[Extracted records]

______________________________

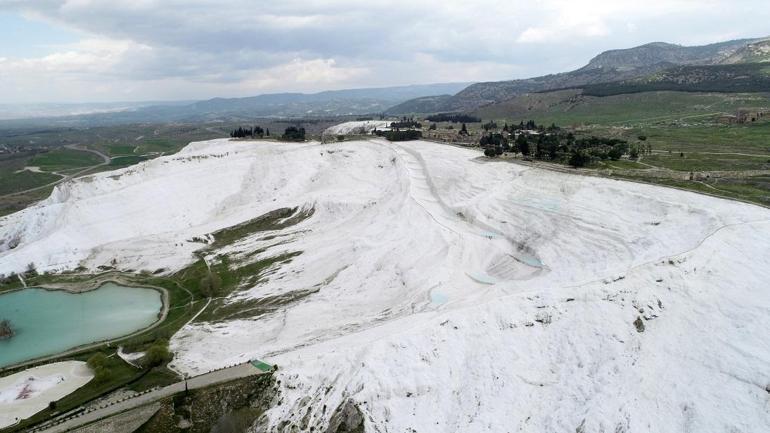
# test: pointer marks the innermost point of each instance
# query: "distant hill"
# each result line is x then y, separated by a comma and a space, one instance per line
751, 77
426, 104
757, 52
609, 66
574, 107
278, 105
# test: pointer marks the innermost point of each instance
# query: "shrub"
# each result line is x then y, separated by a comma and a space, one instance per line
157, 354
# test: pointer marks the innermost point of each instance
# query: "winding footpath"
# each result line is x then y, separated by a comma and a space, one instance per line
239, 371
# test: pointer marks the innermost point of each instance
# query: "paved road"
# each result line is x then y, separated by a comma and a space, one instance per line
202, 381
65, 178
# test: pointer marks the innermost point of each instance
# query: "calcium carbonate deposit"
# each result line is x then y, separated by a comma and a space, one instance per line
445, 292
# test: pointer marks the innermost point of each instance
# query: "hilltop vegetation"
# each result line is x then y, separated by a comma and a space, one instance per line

______________________________

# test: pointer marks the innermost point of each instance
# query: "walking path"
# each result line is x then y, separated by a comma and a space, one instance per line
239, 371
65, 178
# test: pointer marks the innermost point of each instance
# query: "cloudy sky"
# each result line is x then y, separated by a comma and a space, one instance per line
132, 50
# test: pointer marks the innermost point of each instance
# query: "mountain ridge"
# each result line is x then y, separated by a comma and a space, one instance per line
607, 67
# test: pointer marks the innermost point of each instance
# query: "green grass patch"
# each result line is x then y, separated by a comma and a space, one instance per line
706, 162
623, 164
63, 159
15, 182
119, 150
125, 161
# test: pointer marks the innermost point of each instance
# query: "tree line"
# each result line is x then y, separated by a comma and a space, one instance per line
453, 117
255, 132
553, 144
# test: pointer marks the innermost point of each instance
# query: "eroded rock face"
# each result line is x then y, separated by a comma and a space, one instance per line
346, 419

______________________________

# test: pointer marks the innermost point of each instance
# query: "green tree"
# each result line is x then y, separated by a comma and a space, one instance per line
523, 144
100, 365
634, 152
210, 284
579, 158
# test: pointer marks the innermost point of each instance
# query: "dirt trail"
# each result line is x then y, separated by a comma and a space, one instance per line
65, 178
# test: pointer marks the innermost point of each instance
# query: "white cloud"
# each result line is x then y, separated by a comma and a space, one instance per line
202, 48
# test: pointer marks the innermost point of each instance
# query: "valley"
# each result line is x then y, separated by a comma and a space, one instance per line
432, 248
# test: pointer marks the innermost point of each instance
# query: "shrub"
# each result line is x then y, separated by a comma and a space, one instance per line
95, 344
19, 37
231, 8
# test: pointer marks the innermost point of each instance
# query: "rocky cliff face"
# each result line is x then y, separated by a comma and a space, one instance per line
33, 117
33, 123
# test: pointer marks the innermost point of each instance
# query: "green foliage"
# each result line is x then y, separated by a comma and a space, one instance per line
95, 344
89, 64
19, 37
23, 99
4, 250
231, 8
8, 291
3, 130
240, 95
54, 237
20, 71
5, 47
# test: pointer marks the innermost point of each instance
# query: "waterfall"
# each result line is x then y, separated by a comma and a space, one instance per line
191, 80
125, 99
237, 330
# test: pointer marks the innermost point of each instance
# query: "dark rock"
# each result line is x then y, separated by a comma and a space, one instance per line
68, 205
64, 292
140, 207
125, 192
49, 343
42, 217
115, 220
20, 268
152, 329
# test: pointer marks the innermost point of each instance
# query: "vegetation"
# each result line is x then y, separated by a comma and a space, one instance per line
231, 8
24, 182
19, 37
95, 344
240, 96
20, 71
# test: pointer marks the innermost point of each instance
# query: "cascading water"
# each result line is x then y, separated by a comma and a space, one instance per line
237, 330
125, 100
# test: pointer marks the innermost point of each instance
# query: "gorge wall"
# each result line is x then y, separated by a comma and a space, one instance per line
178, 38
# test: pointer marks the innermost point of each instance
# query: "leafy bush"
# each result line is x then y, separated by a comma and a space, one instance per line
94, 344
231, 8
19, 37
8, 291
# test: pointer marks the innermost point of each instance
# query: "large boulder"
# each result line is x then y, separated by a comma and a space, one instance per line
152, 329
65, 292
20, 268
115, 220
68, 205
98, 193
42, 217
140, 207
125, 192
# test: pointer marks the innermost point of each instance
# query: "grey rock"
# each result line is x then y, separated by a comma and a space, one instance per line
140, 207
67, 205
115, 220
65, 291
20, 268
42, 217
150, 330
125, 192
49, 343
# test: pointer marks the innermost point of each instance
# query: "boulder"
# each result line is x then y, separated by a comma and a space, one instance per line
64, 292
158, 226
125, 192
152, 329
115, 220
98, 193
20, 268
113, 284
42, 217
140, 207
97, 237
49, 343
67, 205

______________________________

#### Task details
Count the lines in the data above that contain the string "vegetation". Give only the number.

#### Answer for the task
2